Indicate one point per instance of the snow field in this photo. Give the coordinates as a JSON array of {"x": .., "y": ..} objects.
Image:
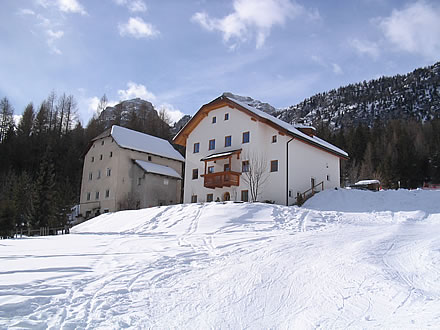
[{"x": 346, "y": 259}]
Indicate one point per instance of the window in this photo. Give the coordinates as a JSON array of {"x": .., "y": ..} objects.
[
  {"x": 228, "y": 140},
  {"x": 246, "y": 137},
  {"x": 212, "y": 144},
  {"x": 196, "y": 147},
  {"x": 274, "y": 165},
  {"x": 245, "y": 195},
  {"x": 245, "y": 166}
]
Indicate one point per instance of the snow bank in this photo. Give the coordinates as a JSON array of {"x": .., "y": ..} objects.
[{"x": 351, "y": 200}]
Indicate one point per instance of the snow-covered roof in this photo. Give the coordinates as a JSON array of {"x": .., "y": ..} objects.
[
  {"x": 129, "y": 139},
  {"x": 157, "y": 169},
  {"x": 362, "y": 182},
  {"x": 290, "y": 128}
]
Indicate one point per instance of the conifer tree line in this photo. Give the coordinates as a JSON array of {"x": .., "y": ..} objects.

* * *

Assigned task:
Copy out all of the listing word for word, but skip the images.

Answer for the task:
Indicate one point per instance of the snow field in this photo. Give the coordinates as a JSON array of {"x": .., "y": ..} objects.
Image:
[{"x": 346, "y": 259}]
Indicate one point per instance of the window in this photo. Give the coordinates as a JSON array of {"x": .., "y": ..} objects.
[
  {"x": 228, "y": 140},
  {"x": 246, "y": 137},
  {"x": 212, "y": 144},
  {"x": 196, "y": 147},
  {"x": 274, "y": 165},
  {"x": 245, "y": 195},
  {"x": 245, "y": 166}
]
Indicate one point per instance of the snow bank in this photo. Give the coordinates as a JSON array of {"x": .., "y": ..} objects.
[{"x": 351, "y": 200}]
Indicate one point per instance of the snow-covered roof in this photo. Give the coordinates as a JSON array of {"x": .., "y": ..} objects.
[
  {"x": 129, "y": 139},
  {"x": 157, "y": 169},
  {"x": 362, "y": 182},
  {"x": 290, "y": 128}
]
Indicate one point per instance of the conifer tree line in this photo. Give the coordinates as a JSON array of {"x": .., "y": ..} objects.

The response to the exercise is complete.